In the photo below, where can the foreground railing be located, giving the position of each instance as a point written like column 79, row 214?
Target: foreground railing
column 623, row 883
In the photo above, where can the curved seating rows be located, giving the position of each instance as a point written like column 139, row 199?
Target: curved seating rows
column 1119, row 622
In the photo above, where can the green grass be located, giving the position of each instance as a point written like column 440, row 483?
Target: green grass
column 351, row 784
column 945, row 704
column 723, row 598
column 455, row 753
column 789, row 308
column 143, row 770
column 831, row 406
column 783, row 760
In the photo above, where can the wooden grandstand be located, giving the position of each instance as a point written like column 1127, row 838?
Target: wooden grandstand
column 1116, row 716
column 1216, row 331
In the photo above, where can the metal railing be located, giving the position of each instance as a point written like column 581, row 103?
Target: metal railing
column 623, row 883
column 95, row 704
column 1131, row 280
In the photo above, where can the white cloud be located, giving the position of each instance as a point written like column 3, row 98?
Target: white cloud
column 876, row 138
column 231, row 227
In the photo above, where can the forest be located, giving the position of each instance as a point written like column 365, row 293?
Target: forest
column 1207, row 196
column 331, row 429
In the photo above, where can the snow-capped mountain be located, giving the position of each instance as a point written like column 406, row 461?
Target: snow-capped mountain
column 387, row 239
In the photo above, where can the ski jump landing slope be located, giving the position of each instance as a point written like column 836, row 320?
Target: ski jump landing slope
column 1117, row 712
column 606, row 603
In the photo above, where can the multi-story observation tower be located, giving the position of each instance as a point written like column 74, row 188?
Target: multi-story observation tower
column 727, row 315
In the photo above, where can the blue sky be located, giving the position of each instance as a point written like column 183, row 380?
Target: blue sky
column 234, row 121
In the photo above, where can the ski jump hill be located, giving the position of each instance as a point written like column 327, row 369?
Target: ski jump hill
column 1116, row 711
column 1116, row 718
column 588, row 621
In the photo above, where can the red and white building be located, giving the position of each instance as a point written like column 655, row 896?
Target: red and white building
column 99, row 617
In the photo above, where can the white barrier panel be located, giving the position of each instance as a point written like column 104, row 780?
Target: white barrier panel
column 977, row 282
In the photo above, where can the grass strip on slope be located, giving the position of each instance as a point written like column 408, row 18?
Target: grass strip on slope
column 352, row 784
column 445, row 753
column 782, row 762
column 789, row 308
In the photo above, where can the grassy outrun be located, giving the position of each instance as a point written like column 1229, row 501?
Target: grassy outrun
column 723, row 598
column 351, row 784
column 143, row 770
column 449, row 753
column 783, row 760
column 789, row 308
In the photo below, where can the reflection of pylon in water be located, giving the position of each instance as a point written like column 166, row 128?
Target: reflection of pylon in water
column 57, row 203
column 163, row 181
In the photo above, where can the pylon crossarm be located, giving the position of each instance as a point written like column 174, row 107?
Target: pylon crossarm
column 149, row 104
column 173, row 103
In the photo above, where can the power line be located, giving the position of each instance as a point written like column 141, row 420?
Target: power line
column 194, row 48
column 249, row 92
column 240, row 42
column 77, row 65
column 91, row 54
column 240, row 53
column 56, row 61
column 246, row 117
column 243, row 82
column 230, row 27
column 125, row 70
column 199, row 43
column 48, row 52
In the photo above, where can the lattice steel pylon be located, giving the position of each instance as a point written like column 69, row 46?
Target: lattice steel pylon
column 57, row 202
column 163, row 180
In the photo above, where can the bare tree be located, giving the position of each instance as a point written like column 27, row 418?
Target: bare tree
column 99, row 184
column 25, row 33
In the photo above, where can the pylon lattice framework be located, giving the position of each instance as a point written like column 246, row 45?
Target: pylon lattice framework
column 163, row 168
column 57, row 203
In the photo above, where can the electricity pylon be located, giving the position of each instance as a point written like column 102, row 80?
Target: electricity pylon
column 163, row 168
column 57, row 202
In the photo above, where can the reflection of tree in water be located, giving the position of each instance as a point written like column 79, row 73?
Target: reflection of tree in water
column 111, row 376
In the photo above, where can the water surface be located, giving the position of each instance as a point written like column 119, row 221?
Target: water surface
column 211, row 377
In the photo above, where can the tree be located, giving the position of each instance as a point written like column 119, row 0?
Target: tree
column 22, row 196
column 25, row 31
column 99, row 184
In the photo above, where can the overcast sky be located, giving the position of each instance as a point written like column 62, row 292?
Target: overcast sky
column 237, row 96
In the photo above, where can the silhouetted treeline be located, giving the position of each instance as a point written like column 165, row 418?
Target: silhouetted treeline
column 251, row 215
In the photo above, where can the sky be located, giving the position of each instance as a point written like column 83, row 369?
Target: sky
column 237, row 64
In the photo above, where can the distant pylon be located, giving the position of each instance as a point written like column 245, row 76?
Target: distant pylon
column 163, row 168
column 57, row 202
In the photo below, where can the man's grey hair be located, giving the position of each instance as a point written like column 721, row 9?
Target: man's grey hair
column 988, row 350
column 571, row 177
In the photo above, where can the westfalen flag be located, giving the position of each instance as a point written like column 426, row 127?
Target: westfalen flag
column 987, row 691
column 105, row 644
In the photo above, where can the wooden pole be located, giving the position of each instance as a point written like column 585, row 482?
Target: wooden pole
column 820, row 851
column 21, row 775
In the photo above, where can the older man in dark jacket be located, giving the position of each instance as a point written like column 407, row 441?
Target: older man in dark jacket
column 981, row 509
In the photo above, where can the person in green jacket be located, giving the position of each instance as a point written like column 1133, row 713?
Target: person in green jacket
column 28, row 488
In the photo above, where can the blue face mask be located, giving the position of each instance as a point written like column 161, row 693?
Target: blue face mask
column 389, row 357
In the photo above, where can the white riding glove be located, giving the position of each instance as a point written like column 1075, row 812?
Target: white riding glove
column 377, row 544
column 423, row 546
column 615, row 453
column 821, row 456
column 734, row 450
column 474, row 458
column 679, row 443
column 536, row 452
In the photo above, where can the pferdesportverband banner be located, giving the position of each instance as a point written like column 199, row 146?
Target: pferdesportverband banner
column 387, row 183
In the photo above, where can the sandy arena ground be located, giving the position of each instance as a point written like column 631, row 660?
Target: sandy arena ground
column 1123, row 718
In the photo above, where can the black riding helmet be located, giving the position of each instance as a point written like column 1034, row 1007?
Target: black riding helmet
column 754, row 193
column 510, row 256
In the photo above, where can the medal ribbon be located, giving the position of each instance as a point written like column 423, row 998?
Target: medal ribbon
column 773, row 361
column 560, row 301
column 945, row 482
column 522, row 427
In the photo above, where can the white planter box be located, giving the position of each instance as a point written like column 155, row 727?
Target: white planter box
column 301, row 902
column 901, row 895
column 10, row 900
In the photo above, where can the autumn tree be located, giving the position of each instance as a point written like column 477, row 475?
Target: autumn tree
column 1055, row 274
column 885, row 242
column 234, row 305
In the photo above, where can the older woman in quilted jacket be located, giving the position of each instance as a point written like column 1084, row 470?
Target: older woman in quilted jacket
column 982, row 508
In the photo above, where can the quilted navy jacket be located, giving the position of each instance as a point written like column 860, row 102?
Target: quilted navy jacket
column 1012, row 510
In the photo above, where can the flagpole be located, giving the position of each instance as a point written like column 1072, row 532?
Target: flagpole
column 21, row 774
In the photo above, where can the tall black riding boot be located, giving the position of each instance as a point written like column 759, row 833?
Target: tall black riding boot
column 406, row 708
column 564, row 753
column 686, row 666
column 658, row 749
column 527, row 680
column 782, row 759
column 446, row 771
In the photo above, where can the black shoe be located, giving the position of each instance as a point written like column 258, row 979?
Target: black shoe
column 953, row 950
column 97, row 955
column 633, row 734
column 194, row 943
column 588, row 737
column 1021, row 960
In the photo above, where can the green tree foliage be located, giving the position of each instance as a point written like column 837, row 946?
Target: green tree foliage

· · · · · · ·

*TASK TO CARRY OUT*: Switch every "Target" in the entries above to "Label" and give all the lines again with nothing else changed.

*OUTPUT OF THE EXERCISE*:
In the photo below, where can the foreground railing be located, giving the position of each instance as a point written like column 79, row 214?
Label: foreground railing
column 623, row 883
In the photo above, where can the curved seating rows be located, giving the position of each instance as a point written like column 139, row 199?
Label: curved seating rows
column 1119, row 622
In the photo above, where can the green grass be located, giving the position of each instance as a point written like column 440, row 483?
Label: green grass
column 351, row 784
column 945, row 704
column 723, row 598
column 455, row 753
column 789, row 308
column 143, row 770
column 831, row 406
column 783, row 760
In the photo above, where can the wooden grandstand be located, giving the position of each instance as a point written like column 1127, row 838?
Label: wooden grandstand
column 1116, row 716
column 1216, row 331
In the photo above, where can the metal railing be located, giving the position of each instance as a point written like column 581, row 103?
Label: metal railing
column 623, row 883
column 95, row 704
column 1131, row 280
In the photo above, where can the white cloud be located, giving the position of each instance as a point written like column 3, row 98?
Label: white cloud
column 876, row 138
column 231, row 227
In the photo above, where can the forest be located, giving the position of each instance as a point written like column 365, row 293?
Label: forest
column 1207, row 196
column 331, row 429
In the photo above, where can the snow-capped mountain be located, giving the position of each instance as a point written like column 406, row 461?
Label: snow-capped mountain
column 387, row 239
In the photo above, where can the ski jump landing slope be located, giving the position of each instance as a point written like column 836, row 320?
Label: ski jump landing slope
column 1117, row 712
column 606, row 603
In the photo above, where can the multi-story observation tower be located, giving the position of each instance as a point written like column 74, row 188?
Label: multi-story observation tower
column 727, row 315
In the photo above, where can the blue sky be located, giving the position of each instance as a point written like column 183, row 380?
Label: blue sky
column 234, row 121
In the photo above, where can the ski jump hill be located, giving the position of each instance as a point written like column 327, row 369?
Label: ski jump hill
column 1116, row 711
column 1116, row 718
column 588, row 621
In the photo above, where can the red and white building be located, giving the position of each instance as a point written like column 655, row 896?
Label: red and white building
column 99, row 617
In the photo above, where can the white barrier panel be located, giving the position of each instance as a point written like column 104, row 780?
Label: white barrier panel
column 977, row 282
In the photo above, where can the grass strip on slope be located, giving the position of each instance as a point written like column 408, row 18?
Label: grass strip on slope
column 352, row 784
column 445, row 753
column 782, row 762
column 789, row 308
In the photo above, where can the grassy outrun be located, giving the position of each instance as a point written like column 1229, row 501?
Label: grassy outrun
column 723, row 598
column 351, row 784
column 143, row 770
column 449, row 753
column 783, row 760
column 789, row 308
In the photo below, where can the reflection of pylon in water be located, giving the position of each instance as a point written like column 166, row 128?
Label: reflection of pylon in water
column 57, row 203
column 163, row 181
In the photo above, where can the pylon crossarm be located, giving the position of each instance as a point written like column 174, row 107?
Label: pylon crossarm
column 149, row 104
column 173, row 103
In the photo above, where can the power line be located, giving the position of each instance as a point written like column 141, row 420?
Label: power line
column 194, row 48
column 249, row 92
column 240, row 42
column 77, row 65
column 91, row 54
column 240, row 53
column 56, row 61
column 246, row 117
column 243, row 82
column 230, row 27
column 125, row 70
column 199, row 43
column 48, row 52
In the photo above, where can the lattice steel pylon be located, giving the position of each instance as a point written like column 69, row 46?
Label: lattice steel pylon
column 57, row 202
column 163, row 180
In the photo above, where can the bare tree be located, giving the position of each instance as a point written like column 27, row 418?
Label: bare tree
column 99, row 184
column 25, row 33
In the photo above, where can the pylon lattice framework be located, giving the position of each instance as a point written like column 246, row 45?
Label: pylon lattice framework
column 163, row 168
column 57, row 203
In the photo above, where can the electricity pylon be located, giving the position of each instance as a point written like column 102, row 80?
Label: electricity pylon
column 163, row 168
column 57, row 202
In the photo above, where can the reflection of tree in water be located, giving the position of each instance as a point written like column 79, row 73?
Label: reflection of tree in water
column 111, row 376
In the photo above, where can the water surface be located, giving the position of each instance as a point written like column 119, row 221?
Label: water surface
column 211, row 377
In the photo above, where can the tree be located, giving the position of each instance as a point written like column 119, row 0?
Label: tree
column 22, row 196
column 25, row 31
column 99, row 184
In the photo above, where can the overcast sky be located, giving the position of each instance as a point written like column 62, row 292?
Label: overcast sky
column 237, row 96
In the photo above, where can the silhouetted treeline be located, giving the position of each instance as a point written like column 165, row 418?
Label: silhouetted treeline
column 251, row 215
In the photo above, where can the sky be located, giving the position of each instance as a point written like column 83, row 369?
Label: sky
column 237, row 64
In the photo above, where can the distant pylon be located, giving the position of each instance as a point written like column 245, row 76?
Label: distant pylon
column 163, row 168
column 57, row 202
In the photo below, where can the man's grey hair be located, giving the position of each instance as a point written like column 721, row 9?
Label: man's grey hair
column 988, row 350
column 571, row 177
In the photo above, where can the westfalen flag be located, giving the position of each instance as a point written like column 426, row 127?
Label: westfalen flag
column 987, row 691
column 105, row 644
In the photo above, where can the wooden pole be located, giving the position of each instance as a point written like column 585, row 482?
Label: wooden pole
column 820, row 851
column 21, row 775
In the photo above, where can the older man in dark jacket be located, giving the position of each instance as a point written like column 407, row 441?
Label: older man in dark jacket
column 981, row 509
In the photo above, where can the person in green jacket be located, giving the position of each instance as a point written like column 1133, row 713?
Label: person in green jacket
column 28, row 488
In the photo above, where can the blue face mask be located, giving the position of each instance as a point written like column 161, row 693?
Label: blue face mask
column 389, row 357
In the photo above, where can the white riding glove be located, giving the position of each instance as a point written like column 1075, row 812?
Label: white riding glove
column 377, row 544
column 423, row 546
column 615, row 453
column 821, row 456
column 734, row 450
column 474, row 458
column 679, row 443
column 536, row 452
In the photo above, where can the pferdesportverband banner be located, giving the position of each instance as a point written like column 199, row 146?
Label: pferdesportverband banner
column 387, row 183
In the photo above, where can the sandy arena ground be located, giving the position of each instance as a point written like column 631, row 660?
Label: sandy arena ground
column 1123, row 718
In the photo above, where can the black riding helmet be located, giving the position of each instance as a point written like column 1034, row 1007?
Label: black riding helmet
column 754, row 193
column 510, row 256
In the photo above, where can the medal ribbon be located, giving the position of each instance as a point written like column 423, row 998?
Label: medal ribbon
column 773, row 361
column 560, row 301
column 945, row 482
column 522, row 427
In the photo above, where can the white planter box be located, giving the position of each instance as a point written like column 155, row 727?
Label: white planter box
column 301, row 902
column 901, row 895
column 10, row 900
In the photo above, where can the autumn tree be located, giving the position of each instance as a point written like column 477, row 475?
Label: autumn tree
column 1055, row 274
column 885, row 242
column 234, row 305
In the photo above, where can the older woman in quilted jacket be located, giving the position of each instance as a point written like column 1084, row 470?
Label: older woman in quilted jacket
column 982, row 508
In the photo above, where can the quilted navy jacket be located, giving the position of each instance as a point written like column 860, row 102?
Label: quilted navy jacket
column 1012, row 510
In the photo above, where can the flagpole be located, giving the position of each instance as a point written like column 1072, row 532?
Label: flagpole
column 21, row 774
In the photo above, where can the tall black riding boot be located, giving the position of each instance as a point written like column 759, row 833?
Label: tall black riding boot
column 406, row 708
column 564, row 753
column 686, row 666
column 658, row 749
column 527, row 680
column 782, row 759
column 446, row 771
In the photo above, where can the black shoe be located, giving the position of each instance as a point written like column 258, row 979?
Label: black shoe
column 953, row 950
column 97, row 955
column 633, row 734
column 194, row 943
column 588, row 737
column 1021, row 960
In the photo above, where can the green tree foliage be located, giving the position of each instance as a point written like column 837, row 946?
Label: green tree foliage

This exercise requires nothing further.